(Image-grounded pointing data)
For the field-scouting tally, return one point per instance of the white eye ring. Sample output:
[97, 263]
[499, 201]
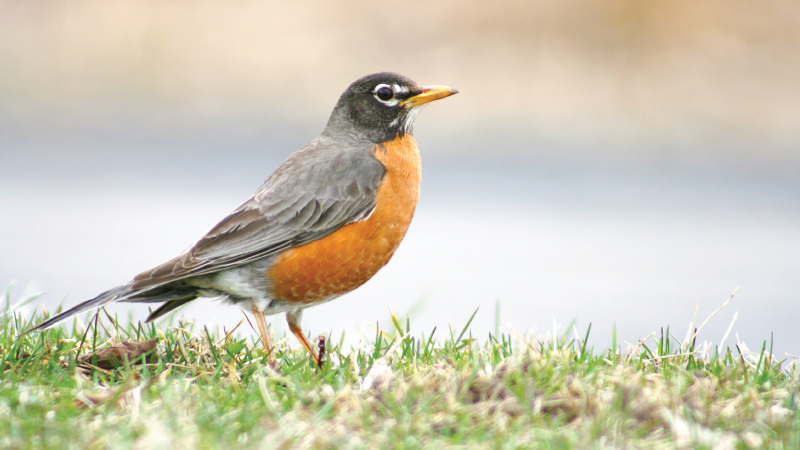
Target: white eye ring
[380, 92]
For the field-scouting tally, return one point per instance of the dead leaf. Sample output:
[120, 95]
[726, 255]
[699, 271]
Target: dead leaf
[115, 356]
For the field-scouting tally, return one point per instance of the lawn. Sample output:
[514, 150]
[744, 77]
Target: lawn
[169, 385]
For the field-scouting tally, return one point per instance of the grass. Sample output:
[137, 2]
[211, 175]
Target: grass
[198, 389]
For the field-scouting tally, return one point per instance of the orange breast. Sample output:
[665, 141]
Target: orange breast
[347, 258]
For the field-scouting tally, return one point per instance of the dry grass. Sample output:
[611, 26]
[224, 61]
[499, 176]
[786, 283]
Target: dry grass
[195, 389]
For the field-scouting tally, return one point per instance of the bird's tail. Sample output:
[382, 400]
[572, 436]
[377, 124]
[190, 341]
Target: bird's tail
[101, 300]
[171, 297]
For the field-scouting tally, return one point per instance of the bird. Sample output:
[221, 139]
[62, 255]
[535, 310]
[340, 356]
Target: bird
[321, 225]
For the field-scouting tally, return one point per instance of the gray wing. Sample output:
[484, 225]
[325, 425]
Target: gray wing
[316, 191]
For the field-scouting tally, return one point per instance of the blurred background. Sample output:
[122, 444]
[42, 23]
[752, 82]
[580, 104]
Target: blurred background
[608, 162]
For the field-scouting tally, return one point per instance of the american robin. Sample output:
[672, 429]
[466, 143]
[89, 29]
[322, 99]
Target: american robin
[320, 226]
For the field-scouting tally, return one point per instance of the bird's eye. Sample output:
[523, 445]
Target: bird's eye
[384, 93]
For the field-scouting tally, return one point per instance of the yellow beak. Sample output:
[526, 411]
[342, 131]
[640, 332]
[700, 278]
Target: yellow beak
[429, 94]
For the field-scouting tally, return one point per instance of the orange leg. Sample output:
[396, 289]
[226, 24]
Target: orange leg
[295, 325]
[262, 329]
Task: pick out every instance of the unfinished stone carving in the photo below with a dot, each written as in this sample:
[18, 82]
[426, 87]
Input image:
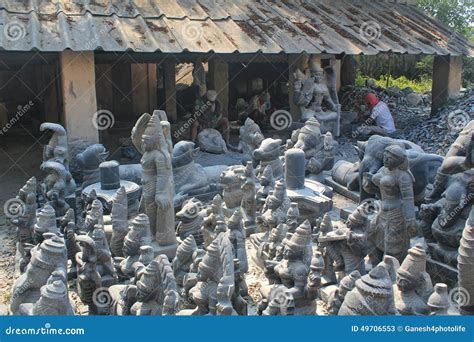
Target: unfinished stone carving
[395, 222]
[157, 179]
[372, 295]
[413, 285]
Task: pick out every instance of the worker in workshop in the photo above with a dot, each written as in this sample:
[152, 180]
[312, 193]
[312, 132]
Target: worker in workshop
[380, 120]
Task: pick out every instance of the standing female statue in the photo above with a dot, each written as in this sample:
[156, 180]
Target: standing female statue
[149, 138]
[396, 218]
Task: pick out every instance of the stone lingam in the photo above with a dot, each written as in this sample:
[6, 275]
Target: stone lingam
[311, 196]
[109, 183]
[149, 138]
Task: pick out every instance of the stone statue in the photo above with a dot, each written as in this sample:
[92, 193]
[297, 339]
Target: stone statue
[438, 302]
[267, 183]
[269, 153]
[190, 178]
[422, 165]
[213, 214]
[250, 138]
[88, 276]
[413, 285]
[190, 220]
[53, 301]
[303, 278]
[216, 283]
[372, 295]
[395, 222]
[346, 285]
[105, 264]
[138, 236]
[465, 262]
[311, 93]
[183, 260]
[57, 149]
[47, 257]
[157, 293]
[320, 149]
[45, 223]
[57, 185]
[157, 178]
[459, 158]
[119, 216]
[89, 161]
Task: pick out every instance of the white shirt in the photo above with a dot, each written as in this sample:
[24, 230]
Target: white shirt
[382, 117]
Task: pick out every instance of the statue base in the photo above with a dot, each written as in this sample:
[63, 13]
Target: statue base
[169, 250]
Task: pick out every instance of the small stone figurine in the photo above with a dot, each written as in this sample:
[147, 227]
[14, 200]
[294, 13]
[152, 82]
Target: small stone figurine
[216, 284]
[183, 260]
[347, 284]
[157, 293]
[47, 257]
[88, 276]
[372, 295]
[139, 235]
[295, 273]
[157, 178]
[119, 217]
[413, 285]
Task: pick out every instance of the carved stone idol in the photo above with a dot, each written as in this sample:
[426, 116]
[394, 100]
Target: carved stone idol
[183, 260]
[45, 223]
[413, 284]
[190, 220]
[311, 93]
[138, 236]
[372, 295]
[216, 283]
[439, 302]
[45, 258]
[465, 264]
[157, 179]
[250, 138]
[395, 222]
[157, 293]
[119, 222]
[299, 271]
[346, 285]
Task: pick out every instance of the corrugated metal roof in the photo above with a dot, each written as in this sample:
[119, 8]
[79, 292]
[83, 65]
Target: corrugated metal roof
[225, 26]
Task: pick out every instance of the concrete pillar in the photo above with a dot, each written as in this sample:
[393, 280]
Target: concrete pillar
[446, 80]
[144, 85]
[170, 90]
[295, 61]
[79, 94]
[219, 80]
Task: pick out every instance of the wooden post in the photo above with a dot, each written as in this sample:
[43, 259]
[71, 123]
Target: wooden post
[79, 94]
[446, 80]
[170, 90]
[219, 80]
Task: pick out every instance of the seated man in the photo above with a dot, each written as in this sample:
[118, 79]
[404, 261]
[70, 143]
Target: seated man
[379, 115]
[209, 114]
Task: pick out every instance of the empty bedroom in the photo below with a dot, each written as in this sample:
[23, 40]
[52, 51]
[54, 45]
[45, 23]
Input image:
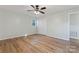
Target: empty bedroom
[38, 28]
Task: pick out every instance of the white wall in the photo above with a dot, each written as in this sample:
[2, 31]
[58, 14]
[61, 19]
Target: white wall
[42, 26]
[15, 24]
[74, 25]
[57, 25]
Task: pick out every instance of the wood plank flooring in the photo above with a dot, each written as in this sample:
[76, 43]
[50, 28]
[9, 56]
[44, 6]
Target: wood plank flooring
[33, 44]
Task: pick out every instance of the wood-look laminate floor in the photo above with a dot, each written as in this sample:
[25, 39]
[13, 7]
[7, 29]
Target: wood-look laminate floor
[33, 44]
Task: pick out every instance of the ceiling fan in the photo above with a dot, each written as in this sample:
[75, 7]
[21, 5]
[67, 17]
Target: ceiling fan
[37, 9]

EXERCISE DETAILS – The answer must consist of every line above that contains the word "below".

ANSWER AREA –
Task: pick out every instance of the unfinished stone carving in the photo below with a dot, each written as in this sample:
Task: pick out every instance of the empty bedroom in the photo below with a dot, each written as in this sample:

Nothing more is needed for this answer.